READING PASSAGE:
ThompsonReuters and Phase2 have released the OpenCalais Drupal module for both D5 and D6. Note that this is not the same as the previously announced but unreleased Calais module.
It submits content to OpenCalais and gets back a set metadata that it maps to Drupal vocabularies and terms. The results can be automatically inserted into the database or merely suggested to node authors.
I've been trying to test it on some full-text RSS feeds, but I'm having some issues with FeedAPI, so I'm doing a lot of cutting and pasting of newspaper content for my test. So far, I can see some opportunities for generating good related-item linksets, but there's a lot of work to do.
In the Drupal instance at least, there's no disambiguation among the many possible John Smiths, so proper name detection may not be as useful as we'd like. But other vocabularies may be more useful. For instance, in one story it detected "Fleming Island High school football field" as a facility, and "Clay County school,Clay County Sheriff's Office,Fleming Island High School,Green Cove Springs Police Department,W.E. Cherry Elementary School" as organizations.

SHORT TASK A:
Quote the entire post about the OpenCalais Drupal module word for word.
The records that come next are unrelated to the post about the OpenCalais Drupal module.

DATA FOR PROCESSING:
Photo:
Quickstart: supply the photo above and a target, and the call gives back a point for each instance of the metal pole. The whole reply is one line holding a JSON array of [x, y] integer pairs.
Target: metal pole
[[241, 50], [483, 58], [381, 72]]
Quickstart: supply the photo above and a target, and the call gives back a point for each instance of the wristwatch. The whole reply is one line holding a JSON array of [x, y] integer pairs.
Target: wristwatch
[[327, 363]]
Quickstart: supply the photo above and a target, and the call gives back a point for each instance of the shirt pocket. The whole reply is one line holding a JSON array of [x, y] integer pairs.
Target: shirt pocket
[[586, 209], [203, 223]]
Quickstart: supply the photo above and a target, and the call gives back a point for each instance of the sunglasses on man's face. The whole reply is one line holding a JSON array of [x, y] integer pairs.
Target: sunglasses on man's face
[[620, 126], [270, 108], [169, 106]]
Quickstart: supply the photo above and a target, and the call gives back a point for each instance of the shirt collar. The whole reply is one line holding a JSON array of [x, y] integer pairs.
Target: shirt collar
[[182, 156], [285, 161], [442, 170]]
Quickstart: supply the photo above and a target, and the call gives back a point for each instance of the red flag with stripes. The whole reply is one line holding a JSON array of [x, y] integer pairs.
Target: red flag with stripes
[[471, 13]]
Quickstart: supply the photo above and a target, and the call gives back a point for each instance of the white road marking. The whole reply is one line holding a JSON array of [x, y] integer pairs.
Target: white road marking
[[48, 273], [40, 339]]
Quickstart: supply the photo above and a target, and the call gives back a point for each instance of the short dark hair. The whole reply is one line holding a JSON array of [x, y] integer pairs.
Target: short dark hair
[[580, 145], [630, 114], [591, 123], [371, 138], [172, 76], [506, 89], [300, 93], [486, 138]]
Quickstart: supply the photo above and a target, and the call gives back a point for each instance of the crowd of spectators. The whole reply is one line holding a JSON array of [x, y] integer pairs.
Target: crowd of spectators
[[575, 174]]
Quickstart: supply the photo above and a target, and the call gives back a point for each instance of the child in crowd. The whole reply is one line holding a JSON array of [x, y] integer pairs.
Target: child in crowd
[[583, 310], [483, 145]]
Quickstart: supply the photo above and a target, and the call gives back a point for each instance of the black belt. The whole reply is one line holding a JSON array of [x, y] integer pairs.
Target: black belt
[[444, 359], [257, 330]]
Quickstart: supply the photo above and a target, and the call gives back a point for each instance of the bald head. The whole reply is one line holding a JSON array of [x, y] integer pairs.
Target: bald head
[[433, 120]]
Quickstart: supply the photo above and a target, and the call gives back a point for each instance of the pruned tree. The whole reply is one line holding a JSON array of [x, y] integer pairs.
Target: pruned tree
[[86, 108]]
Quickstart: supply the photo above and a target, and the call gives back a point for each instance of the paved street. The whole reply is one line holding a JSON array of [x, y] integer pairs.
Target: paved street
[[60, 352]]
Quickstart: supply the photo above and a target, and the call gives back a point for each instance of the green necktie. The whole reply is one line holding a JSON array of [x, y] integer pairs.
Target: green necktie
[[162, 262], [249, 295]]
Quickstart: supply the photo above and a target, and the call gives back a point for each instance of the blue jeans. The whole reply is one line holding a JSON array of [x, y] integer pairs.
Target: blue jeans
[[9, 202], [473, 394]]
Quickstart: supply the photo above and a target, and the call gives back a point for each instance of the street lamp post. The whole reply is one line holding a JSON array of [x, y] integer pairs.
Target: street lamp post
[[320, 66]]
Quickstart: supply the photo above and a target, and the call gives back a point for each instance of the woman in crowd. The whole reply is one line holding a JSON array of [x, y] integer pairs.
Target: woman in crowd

SHORT TASK B:
Print the records verbatim, starting from the first line of the records and continuing through the line that contains "[[586, 209], [203, 223]]".

EXERCISE ANSWER A:
ThompsonReuters and Phase2 have released the OpenCalais Drupal module for both D5 and D6. Note that this is not the same as the previously announced but unreleased Calais module.
It submits content to OpenCalais and gets back a set metadata that it maps to Drupal vocabularies and terms. The results can be automatically inserted into the database or merely suggested to node authors.
I've been trying to test it on some full-text RSS feeds, but I'm having some issues with FeedAPI, so I'm doing a lot of cutting and pasting of newspaper content for my test. So far, I can see some opportunities for generating good related-item linksets, but there's a lot of work to do.
In the Drupal instance at least, there's no disambiguation among the many possible John Smiths, so proper name detection may not be as useful as we'd like. But other vocabularies may be more useful. For instance, in one story it detected "Fleming Island High school football field" as a facility, and "Clay County school,Clay County Sheriff's Office,Fleming Island High School,Green Cove Springs Police Department,W.E. Cherry Elementary School" as organizations.

EXERCISE ANSWER B:
Photo:
Quickstart: supply the photo above and a target, and the call gives back a point for each instance of the metal pole. The whole reply is one line holding a JSON array of [x, y] integer pairs.
Target: metal pole
[[241, 50], [483, 58], [381, 72]]
Quickstart: supply the photo above and a target, and the call gives back a point for each instance of the wristwatch. The whole reply is one line holding a JSON array of [x, y] integer pairs.
Target: wristwatch
[[327, 363]]
Quickstart: supply the photo above and a target, and the call gives back a point for each instance of the shirt pocket. The whole reply is one line holding a JSON array of [x, y] integer pairs.
Target: shirt pocket
[[586, 209], [203, 223]]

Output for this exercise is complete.